• The task
Reproduce the passage of the Ocean Way Nashville interview that starts at "This month we" and ends at "did it open?", keeping every word and mark unchanged.

** start Document section **

This month we spoke to Pat McMakin (Director of Operations) and Nick Spezia (Scoring Engineer) of Ocean Way Nashville. Ocean Way has worked on a diverse range of AAA game scores We discussed their background, their studio set up, some recent projects and some common issues in recording sessions.
RS: What is Ocean Way Nashville’s background? When did it open?
PM: Ocean Way Nashville was converted from a church to it’s present form in 1996 by Allen Sides (of Ocean Way fame) and Gary Belz (of house Of Blues fame) and acoustical design firm Studio; Bau:ton (of Atlanta GA). In 2001, the studio was sold to Belmont University who own and operate it presently. The facility has 3 rooms and serves commercial clients as well as providing academic support for Belmont’s Curb College Of Entertainment and Music Business. Ocean Way Nashville has a legacy in providing top level quality and service to many A-List recording artists. For the past 5 years, scoring has been a primary focus and Ocean Way Nashville. In 2016, we scored Call Of Duty, Madden 2016, FIFA 2016, and Ori And the Blind Forrest, all award winning games. We also scored the number 1 and 3 movies in the box office for the weekend of Oct 22, 2016. We have already scored several marque games being released this Holiday Season.
RS: Could you describe the recording set up at Ocean Way?
PM: Studio A is the former sanctuary of a church constructed in 1911, featuring 30 foot ceilings and a 2000 sq ft live room. The acoustics are nicely ambient but controlled and balanced, giving orchestral recordings a unique clarity, noticeable on games, films and TV shows. The control room is 32′ long by 25′ wide allowing for production teams to have plenty of space for large scores, music editors’ computers, and other miscellanea. The console is a vintage 80 input Neve 8078, one of the best sounding consoles ever built. We maintain it immaculately making our sessions run smoothly and providing the uniquely warm yet clear sound of early Neve consoles. we also offer several types of mic preamps for more specialized approaches. Our mic collection features all the great vintage mics such as a Decca Tree full of M50s as well as plenty of C12s, U67s, 251s, and many more. Additionally we have some of the newer preferred mics such as the MKH800. For cue, we have an in-house designed and built analog system that puts mix control in the hands of each section leader. This also helps our sessions move more quickly than other stages. Pro Tools is our choice of recording DAW and we have 48 I/O of A/D and D/A convertors in-house.

** end Document section **
** start Extracted material **

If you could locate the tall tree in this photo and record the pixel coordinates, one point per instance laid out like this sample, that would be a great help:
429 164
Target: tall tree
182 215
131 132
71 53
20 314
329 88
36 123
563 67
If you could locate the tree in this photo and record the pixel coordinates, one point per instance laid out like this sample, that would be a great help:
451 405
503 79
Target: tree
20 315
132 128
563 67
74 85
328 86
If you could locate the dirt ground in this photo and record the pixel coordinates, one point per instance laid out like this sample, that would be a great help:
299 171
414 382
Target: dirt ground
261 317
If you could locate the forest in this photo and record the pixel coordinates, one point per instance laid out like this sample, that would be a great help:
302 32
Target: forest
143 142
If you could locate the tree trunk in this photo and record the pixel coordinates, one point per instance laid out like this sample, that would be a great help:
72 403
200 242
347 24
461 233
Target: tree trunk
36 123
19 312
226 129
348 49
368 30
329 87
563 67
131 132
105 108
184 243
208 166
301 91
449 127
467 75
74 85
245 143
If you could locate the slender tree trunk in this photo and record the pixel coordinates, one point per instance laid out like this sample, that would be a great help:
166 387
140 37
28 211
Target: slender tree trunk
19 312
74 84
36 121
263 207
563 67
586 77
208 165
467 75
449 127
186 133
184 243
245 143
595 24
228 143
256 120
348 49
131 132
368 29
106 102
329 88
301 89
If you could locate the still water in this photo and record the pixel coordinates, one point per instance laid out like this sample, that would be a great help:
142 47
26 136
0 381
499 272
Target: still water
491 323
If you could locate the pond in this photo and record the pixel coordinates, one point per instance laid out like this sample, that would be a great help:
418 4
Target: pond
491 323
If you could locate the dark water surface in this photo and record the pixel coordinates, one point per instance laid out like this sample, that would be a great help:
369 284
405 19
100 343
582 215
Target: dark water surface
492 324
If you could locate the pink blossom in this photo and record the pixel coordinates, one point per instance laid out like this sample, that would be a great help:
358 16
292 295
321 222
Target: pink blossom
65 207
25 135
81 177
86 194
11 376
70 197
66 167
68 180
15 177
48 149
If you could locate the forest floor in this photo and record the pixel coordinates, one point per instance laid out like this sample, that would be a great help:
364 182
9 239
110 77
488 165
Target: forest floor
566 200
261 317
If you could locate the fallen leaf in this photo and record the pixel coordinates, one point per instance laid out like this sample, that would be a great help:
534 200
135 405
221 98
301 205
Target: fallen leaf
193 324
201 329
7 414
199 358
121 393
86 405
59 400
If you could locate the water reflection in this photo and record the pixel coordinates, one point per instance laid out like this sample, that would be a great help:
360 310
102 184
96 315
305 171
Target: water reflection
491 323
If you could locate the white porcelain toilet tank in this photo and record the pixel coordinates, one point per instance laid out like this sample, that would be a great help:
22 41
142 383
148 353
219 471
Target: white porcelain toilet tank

** end Extracted material **

• Result of this exercise
This month we spoke to Pat McMakin (Director of Operations) and Nick Spezia (Scoring Engineer) of Ocean Way Nashville. Ocean Way has worked on a diverse range of AAA game scores We discussed their background, their studio set up, some recent projects and some common issues in recording sessions.
RS: What is Ocean Way Nashville’s background? When did it open?